***** AANGELEVERDE TEKST

Naar de content

Zijn er te veel honden in de stad?

Vijf vragen over stadshonden

Robert-Jan Lechner

In stedelijk gebied moeten honden het doen met drukke stoepen, korte wandelingen en kleine veldjes om hun behoefte te doen. Is de stad wel een geschikte plek voor honden? Dierenarts Marjan van Hagen beantwoordt vijf vragen over het wel en wee van de stadse viervoeter.

3 oktober 2025

Het aantal inwoners in Nederlandse steden groeit en daarmee ook het aantal honden. Utrecht telt er ruim tienduizend. Amsterdam ongeveer dertigduizend. Iedereen moet ruimte inleveren, ook de dieren, die een hoop beperkingen krijgen opgelegd. Ze moeten buiten aan de lijn en mogen niet te lang of te hard blaffen. Er is weinig ruimte om los te lopen. De straten zijn smal met veel verkeer en lawaai. En op elke hoek is er kans op confrontatie met andere, onbekende honden.

Het roept de vraag op of de stad een geschikte plek is voor honden. Kunnen eigenaren wel aan de behoeften van hun hond voldoen? We vroegen het dierenarts Marjan van Hagen, specialist op het gebied van dierenwelzijn, ethiek en recht aan de Universiteit Utrecht. Ze behandelt huisdieren met gedragsproblemen in de Utrechtse Gedragskliniek voor Dieren.

Wat hebben honden nodig aan buiten- en losloopruimte?

“Iedere hond is anders. De een houdt meer van uitdagingen dan de andere. Maar alle dieren hebben behoefte om naar buiten te gaan en hun energie kwijt te kunnen. Honden worden onmiddellijk enthousiast als ze mee naar buiten mogen. “Die behoefte vervullen kan door gebrek aan vrije ruimte in de stad een grotere uitdaging zijn. “Honden houden van aandacht van hun eigenaar, van spelen en van niet alleen elke dag hetzelfde kleine rondje lopen. Die dingen kan je ook in een stadse omgeving bieden.” 

Naast energie kwijt kunnen, is er simpelweg de behoefte om te poepen en plassen. En daar schuilt misschien ook wel een probleem. “Eigenaren zijn vaak druk of uren weg van huis. De dieren moeten lang wachten en hun plasje ophouden.”

Kunnen honden gedragsproblemen krijgen door de stadsdrukte?

**********
***** GEGEVEN INFORMATIE

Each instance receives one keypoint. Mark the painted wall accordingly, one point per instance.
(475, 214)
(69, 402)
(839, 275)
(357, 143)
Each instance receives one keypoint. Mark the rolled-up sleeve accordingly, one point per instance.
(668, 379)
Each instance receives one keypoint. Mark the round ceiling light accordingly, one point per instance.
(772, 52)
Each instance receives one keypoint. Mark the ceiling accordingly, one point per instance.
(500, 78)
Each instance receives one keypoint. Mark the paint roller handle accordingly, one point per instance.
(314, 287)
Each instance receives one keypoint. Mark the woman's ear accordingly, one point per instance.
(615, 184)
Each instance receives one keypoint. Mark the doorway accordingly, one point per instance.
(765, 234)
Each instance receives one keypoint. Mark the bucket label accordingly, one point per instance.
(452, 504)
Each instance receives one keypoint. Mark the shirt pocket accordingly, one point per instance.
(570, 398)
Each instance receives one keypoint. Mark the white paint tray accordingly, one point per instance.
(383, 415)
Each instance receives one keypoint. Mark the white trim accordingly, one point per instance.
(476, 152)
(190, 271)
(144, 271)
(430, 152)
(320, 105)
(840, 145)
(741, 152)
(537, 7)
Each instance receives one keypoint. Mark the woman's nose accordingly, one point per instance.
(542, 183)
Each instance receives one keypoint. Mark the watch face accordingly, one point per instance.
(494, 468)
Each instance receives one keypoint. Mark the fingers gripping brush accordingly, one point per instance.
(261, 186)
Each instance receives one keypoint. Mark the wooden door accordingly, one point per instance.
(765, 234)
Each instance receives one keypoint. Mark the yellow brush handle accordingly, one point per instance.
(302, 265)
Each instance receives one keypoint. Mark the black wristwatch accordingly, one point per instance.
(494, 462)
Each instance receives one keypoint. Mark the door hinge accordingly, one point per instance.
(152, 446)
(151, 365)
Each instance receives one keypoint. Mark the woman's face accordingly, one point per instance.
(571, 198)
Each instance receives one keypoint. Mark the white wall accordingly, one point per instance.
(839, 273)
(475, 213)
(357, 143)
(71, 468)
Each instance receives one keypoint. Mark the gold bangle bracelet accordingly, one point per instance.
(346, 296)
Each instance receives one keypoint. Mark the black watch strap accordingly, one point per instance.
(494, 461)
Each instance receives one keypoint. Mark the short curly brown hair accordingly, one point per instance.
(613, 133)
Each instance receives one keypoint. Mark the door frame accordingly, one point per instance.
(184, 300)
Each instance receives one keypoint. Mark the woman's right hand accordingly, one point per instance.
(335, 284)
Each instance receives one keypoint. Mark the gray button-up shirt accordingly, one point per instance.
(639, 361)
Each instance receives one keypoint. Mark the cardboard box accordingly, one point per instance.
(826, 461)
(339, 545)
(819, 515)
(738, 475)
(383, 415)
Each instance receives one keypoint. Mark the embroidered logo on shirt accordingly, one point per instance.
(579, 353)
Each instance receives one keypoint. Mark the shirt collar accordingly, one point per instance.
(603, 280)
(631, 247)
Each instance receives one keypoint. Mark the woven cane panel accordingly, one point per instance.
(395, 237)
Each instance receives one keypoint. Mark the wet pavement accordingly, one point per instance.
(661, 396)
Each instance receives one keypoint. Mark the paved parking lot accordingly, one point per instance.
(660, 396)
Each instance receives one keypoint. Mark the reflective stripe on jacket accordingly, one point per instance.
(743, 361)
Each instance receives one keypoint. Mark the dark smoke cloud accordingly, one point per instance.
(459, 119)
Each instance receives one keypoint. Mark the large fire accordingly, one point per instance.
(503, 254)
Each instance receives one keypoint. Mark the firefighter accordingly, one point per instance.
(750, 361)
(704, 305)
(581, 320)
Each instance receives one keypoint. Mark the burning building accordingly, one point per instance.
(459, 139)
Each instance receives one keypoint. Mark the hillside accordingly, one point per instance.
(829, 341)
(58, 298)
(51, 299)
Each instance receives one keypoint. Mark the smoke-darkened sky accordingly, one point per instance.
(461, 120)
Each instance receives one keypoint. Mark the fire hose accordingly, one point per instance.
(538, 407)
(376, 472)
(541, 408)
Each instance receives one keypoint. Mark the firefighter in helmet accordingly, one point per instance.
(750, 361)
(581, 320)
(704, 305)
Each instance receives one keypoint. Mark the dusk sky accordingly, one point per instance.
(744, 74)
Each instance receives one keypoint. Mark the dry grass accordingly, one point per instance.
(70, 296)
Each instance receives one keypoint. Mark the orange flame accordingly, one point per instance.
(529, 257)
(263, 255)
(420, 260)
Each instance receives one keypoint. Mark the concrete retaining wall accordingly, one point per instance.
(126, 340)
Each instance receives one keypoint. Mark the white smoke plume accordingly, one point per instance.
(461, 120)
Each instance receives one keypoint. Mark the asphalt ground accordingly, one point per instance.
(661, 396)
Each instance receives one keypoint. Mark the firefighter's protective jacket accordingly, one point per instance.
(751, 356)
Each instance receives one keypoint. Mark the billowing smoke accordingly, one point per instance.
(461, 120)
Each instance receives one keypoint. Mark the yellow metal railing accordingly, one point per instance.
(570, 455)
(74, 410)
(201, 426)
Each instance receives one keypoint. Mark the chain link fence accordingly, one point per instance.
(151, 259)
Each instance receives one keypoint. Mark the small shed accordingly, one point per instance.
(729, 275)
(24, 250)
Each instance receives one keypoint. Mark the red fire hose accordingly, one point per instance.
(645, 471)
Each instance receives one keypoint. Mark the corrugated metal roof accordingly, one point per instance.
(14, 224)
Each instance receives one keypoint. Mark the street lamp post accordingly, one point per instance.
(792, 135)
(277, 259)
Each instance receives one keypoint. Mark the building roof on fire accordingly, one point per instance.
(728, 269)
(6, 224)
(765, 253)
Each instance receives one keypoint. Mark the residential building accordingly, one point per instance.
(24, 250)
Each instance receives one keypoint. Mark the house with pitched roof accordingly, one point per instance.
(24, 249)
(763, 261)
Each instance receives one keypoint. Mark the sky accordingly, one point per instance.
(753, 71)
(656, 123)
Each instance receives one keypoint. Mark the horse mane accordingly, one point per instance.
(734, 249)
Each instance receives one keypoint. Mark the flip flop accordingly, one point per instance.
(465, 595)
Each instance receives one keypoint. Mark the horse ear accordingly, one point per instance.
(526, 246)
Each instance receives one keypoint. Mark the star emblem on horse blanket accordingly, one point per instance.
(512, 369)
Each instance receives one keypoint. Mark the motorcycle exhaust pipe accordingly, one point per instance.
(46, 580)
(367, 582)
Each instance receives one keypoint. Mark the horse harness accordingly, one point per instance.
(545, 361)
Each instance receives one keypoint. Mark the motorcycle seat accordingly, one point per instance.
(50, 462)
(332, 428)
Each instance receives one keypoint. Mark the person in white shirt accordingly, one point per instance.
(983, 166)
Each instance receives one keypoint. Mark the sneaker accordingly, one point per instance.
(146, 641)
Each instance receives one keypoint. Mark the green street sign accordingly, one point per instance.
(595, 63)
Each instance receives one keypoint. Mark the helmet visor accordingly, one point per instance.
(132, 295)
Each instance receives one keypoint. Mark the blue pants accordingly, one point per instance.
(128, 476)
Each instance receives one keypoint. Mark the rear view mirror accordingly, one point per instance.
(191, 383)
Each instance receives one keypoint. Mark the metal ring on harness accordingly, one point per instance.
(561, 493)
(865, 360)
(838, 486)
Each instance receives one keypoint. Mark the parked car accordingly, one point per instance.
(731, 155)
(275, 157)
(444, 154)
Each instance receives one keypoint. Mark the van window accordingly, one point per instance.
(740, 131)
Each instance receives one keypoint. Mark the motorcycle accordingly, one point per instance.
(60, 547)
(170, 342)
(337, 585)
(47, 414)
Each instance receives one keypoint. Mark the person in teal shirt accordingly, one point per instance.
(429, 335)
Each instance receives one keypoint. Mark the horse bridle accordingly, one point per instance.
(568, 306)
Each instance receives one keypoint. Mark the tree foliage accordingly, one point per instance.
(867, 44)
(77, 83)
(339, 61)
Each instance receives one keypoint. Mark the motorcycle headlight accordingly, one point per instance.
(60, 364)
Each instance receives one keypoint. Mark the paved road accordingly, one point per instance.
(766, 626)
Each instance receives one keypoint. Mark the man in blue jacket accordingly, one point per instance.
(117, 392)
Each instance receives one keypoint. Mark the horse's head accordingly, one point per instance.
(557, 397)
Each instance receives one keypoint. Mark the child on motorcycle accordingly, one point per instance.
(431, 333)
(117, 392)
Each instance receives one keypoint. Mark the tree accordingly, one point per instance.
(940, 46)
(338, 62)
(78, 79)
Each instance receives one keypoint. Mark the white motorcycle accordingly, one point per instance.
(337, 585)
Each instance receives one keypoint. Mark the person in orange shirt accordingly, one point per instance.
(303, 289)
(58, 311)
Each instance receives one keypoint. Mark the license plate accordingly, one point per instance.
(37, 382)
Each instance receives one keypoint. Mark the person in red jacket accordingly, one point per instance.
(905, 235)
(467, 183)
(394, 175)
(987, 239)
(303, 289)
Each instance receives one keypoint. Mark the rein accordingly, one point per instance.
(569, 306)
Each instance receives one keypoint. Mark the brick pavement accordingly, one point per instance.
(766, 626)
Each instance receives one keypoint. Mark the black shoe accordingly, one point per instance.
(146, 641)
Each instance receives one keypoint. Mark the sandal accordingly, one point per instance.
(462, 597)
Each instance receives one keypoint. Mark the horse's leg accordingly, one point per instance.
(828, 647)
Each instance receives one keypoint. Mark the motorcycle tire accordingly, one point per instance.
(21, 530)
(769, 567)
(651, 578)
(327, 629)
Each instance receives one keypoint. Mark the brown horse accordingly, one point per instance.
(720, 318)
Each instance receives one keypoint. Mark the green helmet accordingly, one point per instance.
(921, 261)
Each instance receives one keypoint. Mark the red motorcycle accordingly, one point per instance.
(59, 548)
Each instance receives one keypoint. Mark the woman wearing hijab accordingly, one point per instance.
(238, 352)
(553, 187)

**********

** GEGEVEN OPDRACHT A **
Hoeveel honden telt Amsterdam volgens de aangeleverde tekst over stadshonden?
** GEGEVEN OPDRACHT B **
Geef het vervolg van de aangeleverde tekst over stadshonden, te beginnen na de laatste zin die er staat.

** RESULTAAT OPDRACHT A **
Ongeveer dertigduizend.

** RESULTAAT OPDRACHT B **
Ja. In de Utrechtse gedragskliniek ziet dierenarts Van Hagen problemen die zijn te herleiden tot alle prikkels die een hond dagelijks te verwerken krijgt. Hoe goed het dier met stress kan omgaan heeft mede te maken met de eerste fase van het leven. “We zien vaak dat puppy’s de eerste weken van hun leven doorbrengen in een nestje in een vrij rustige omgeving en dat ze daarna in een druk gezin in de de binnenstad terechtkomen. Daar is zo’n dier dan niet goed op voorbereid. Alles is spannend. Alles levert stress op. Ze kunnen daarom ook als volwassen hond bangig blijven op straat, schrikken van harde geluiden, moeite hebben met andere honden. ‘Eruit trainen’ werkt niet. Om de hond te leren met deze spanning om te gaan, is levenslang ondersteuning van de eigenaar nodig.”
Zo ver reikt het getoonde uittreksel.